# [SET PROBLEM]
Rewrite everything from the line that contains "Tag every instance of the worker's knee" down to the line that contains "(1165, 482)", both included, as a numbered list with any blank lines left out. Leave all other rows alone.

# [DATA IN THIS EXERCISE]
☆ ☆ ☆ ☆ ☆
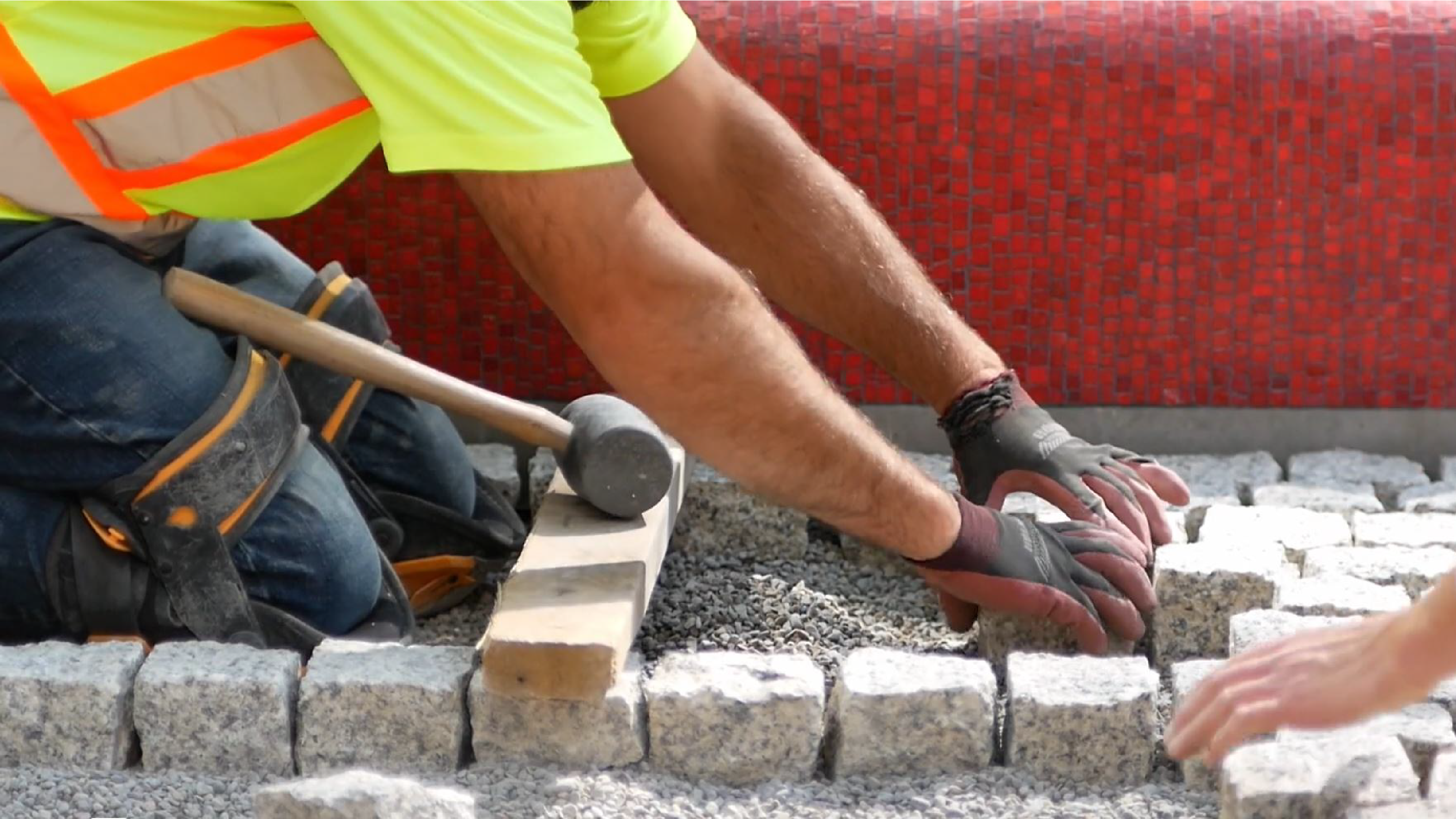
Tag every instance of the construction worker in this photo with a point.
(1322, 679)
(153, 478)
☆ ☆ ☆ ☆ ☆
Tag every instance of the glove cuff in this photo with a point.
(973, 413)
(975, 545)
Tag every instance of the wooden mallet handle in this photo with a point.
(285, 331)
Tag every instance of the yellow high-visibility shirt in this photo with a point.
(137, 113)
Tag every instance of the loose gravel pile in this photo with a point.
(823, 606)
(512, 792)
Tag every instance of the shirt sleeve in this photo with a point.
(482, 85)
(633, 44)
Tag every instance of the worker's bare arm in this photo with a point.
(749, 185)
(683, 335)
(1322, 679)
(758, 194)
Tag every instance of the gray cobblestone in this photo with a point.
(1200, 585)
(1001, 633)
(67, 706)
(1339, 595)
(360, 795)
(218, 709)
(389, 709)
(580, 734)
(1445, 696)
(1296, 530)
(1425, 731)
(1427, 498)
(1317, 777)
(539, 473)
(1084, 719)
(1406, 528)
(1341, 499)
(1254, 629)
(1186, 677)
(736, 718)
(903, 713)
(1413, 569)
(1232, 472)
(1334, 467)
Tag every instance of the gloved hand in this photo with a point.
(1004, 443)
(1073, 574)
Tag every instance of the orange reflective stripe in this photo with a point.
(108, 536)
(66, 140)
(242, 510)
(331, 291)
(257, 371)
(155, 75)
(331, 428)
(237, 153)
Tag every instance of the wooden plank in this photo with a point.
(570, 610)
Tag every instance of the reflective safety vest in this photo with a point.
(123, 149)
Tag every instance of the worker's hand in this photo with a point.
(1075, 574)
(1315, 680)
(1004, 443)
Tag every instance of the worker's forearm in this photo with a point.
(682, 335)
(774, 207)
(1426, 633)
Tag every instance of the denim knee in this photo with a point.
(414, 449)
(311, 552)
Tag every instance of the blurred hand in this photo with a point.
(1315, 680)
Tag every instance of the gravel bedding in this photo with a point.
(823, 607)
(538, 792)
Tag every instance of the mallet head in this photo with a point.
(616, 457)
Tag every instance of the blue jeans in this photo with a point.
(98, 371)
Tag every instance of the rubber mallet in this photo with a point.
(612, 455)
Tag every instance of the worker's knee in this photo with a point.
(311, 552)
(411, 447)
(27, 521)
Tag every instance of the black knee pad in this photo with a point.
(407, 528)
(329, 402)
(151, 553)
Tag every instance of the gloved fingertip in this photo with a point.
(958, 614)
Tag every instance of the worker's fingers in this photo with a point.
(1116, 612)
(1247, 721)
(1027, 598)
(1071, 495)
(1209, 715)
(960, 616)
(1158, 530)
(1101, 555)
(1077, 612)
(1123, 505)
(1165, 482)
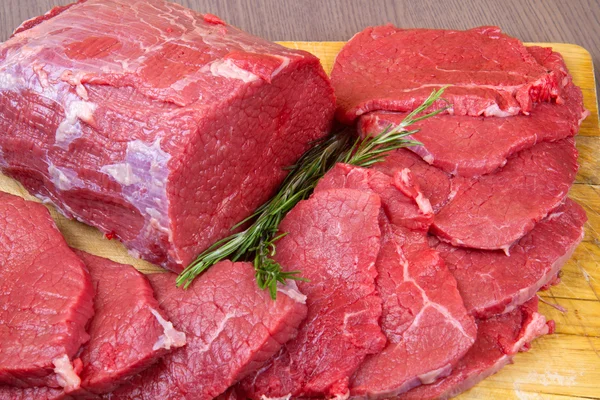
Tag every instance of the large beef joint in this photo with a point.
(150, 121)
☆ ☆ ☆ ☆ ☆
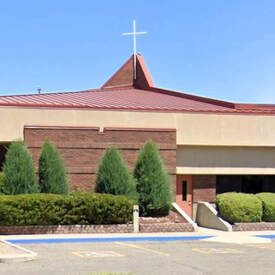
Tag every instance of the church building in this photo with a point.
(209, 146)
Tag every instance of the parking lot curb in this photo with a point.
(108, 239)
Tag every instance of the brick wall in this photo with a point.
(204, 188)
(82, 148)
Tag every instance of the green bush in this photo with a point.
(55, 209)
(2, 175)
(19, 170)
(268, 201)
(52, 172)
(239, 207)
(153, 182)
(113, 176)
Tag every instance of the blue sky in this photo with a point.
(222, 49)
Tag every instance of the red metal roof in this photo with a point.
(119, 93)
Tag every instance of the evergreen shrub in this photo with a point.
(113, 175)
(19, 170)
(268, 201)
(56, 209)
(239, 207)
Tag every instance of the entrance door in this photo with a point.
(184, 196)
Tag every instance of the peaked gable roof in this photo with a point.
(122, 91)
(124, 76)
☆ ☆ ☆ ☆ ☆
# [FINAL RESULT]
1. Tag every instance of the worker's knee in this photo with a point.
2. (311, 552)
3. (411, 447)
4. (27, 521)
5. Tag every instance of the black knee pad in this photo with a point.
6. (407, 528)
7. (329, 402)
8. (151, 553)
9. Tag every instance of the gloved fingertip in this photo with a point.
10. (958, 614)
11. Tag every instance of the worker's fingers in this photo with a point.
12. (1116, 612)
13. (1247, 721)
14. (1027, 598)
15. (1071, 495)
16. (1209, 715)
17. (960, 616)
18. (1158, 530)
19. (1101, 555)
20. (1077, 612)
21. (1123, 505)
22. (1165, 482)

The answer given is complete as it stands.